- 本文
^^^^
82 補給と買い物

 

 フレイザード戦が終わった後、ダイ一行には珍しく休養時間が発生している。その時間を活用してまずはマトリフの特訓を受けた後、ダイとポップは二人そろってパプニカの武器屋に向かっている。
 彼らの目的は、装備品の買い替えだ。

 戦いに備えて、常に装備を整えておくのも大事なことだ。特に、ダイ大世界では、ゲームと違って武器の劣化していく。現実と同様に武器は使えば使う程消耗していき、効力が劣っていくのだから尚更である。
 ボロボロになった剣に武器の買い替えの必要性を感じたダイとポップの判断は、的確だ。


 だが、残念なことにというべきか、復興途中のパプニカにはろくな武器がなかった。ところで、この時のダイとポップは自分達の所持金で装備を買おうとしているのだが、武器屋の主人は国と姫を救ってくれた英雄に装備を無償で差し出そうと申し出ている。

 結局、合う武器がないためその申し出をあっさり断っている辺りに、二人の無欲さが現れている。とりあえず貰える物は貰っておこうと考えるさもしさは、ダイやポップには無縁の様だ。ついでにいうと、二人は周囲の人材や権力を利用しようと考えもほぼ皆無と言っていい。

 仮にも勇者一行のメンバーが武器が欲しいのであれば、一般人の様に町へ買い物に行くよりも、王などの権力者に相談する方が手っ取り早い。ダイ達の功績を思えばロモス王がそうしたように、褒美として装備一式をくれる可能性は十分にある。

 だが、ダイもポップも自分達が王族に認められる功績を上げたという自覚が薄い。
 そのせいかポップがあげた次点のアイデアは、パプニカではなく激戦中の王国へ行って武器を買うというものだった。

 間違っても王族の協力を得て、武器を用意して貰おうという物ではないのである。おそらくダイとポップはパプニカの町に買い物に来たのと同様に、二人で買い物をメインにした旅に出るつもりだったのだろう。

 もっとも、ポップは自分で魔法使いには武器や防具がなくてもたいして困らないと言っているから、これはあくまでダイの買い物に付き合う意味合いが強い。
^^^^
- 提示データ
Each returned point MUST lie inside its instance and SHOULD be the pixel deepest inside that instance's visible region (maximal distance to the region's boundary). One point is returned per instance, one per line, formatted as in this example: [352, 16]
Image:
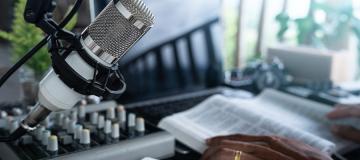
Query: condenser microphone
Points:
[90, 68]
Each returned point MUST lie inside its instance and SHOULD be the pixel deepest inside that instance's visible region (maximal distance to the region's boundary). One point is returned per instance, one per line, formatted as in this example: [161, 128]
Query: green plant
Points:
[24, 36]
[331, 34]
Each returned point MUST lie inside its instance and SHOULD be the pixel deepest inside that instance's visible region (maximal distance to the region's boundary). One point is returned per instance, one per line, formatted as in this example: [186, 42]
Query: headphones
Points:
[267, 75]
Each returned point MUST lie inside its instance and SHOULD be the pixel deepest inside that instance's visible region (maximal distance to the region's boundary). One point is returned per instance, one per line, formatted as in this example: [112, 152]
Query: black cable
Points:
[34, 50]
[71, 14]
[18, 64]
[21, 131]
^^^^
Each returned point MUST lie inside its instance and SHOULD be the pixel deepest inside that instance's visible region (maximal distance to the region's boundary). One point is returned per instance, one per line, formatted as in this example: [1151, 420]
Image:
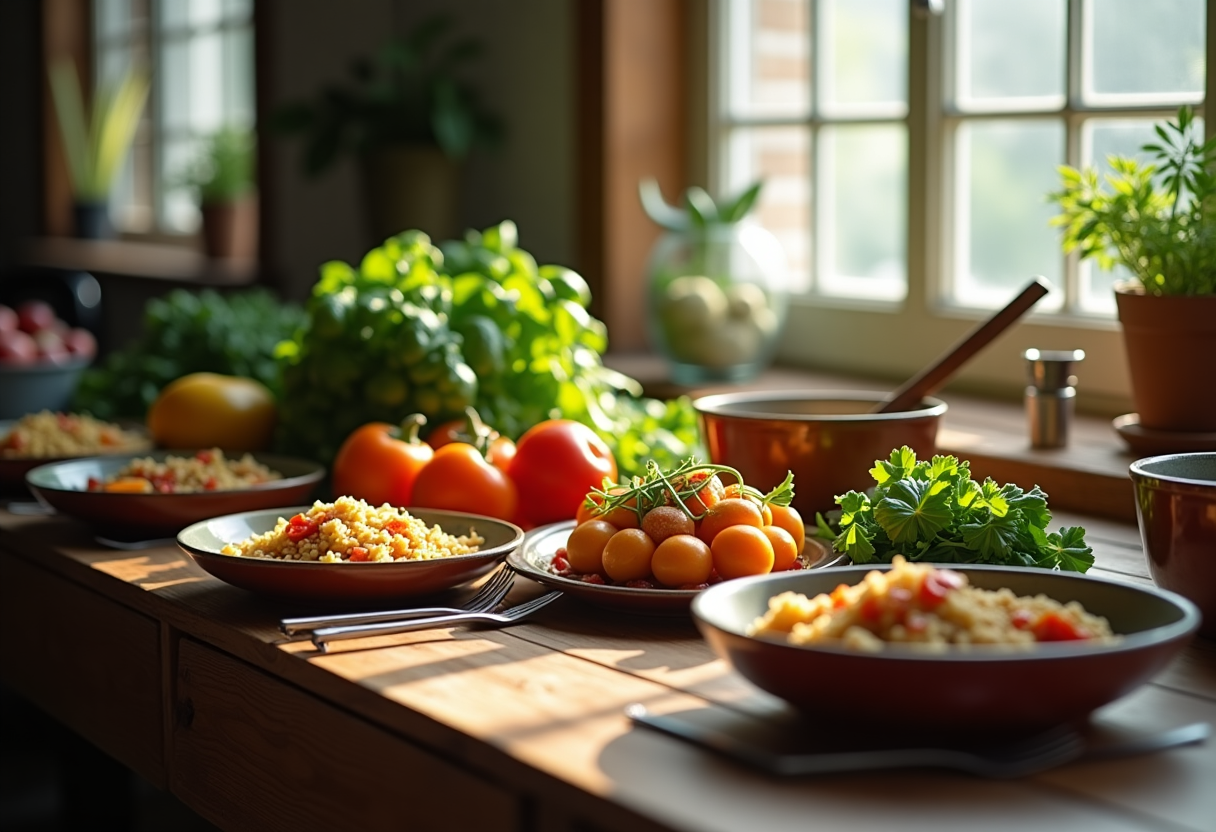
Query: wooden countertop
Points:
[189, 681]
^^^^
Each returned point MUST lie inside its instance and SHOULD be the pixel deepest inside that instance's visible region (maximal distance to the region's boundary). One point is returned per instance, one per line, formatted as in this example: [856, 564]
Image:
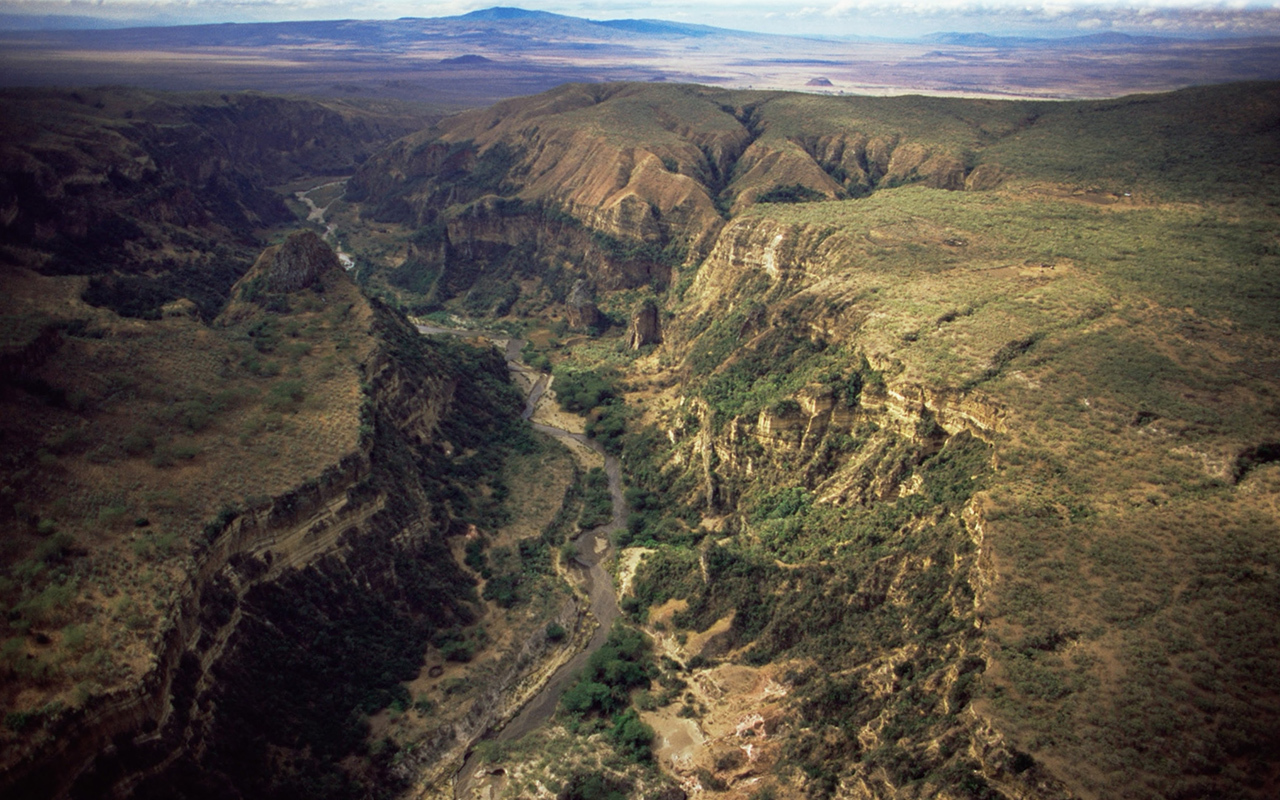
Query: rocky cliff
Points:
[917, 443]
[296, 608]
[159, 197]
^^^^
- 課題のねらい A
上の本文を、「ボロボロになった剣に武器の買」から始めて「考えもほぼ皆無と言っていい。」まで、一字も変えずに書き写しなさい。
- 課題のねらい B
上の本文について、次の問いに答えなさい。
(i) ダイとポップがパプニカの武器屋に向かった目的は何か。
(ii) 武器屋の主人は二人に何を申し出たか。
(iii) ポップがあげた次点のアイデアはどのようなものだったか。

- 解答例 A
ボロボロになった剣に武器の買い替えの必要性を感じたダイとポップの判断は、的確だ。


 だが、残念なことにというべきか、復興途中のパプニカにはろくな武器がなかった。ところで、この時のダイとポップは自分達の所持金で装備を買おうとしているのだが、武器屋の主人は国と姫を救ってくれた英雄に装備を無償で差し出そうと申し出ている。

 結局、合う武器がないためその申し出をあっさり断っている辺りに、二人の無欲さが現れている。とりあえず貰える物は貰っておこうと考えるさもしさは、ダイやポップには無縁の様だ。ついでにいうと、二人は周囲の人材や権力を利用しようと考えもほぼ皆無と言っていい。

- 解答例 B
(i) 装備品の買い替え。
(ii) 装備を無償で差し出すこと。
(iii) パプニカではなく激戦中の王国へ行って武器を買うというもの。